(EXERCISE AIM) Please tally the lines below that contain the word "Indicate" and reply with the total alone.

_ _ _ _ _ _ _

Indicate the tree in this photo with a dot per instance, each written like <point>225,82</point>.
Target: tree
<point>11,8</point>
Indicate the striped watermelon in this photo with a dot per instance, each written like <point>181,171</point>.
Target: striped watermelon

_ _ _ _ _ _ _

(RESULT OF THIS TASK) 2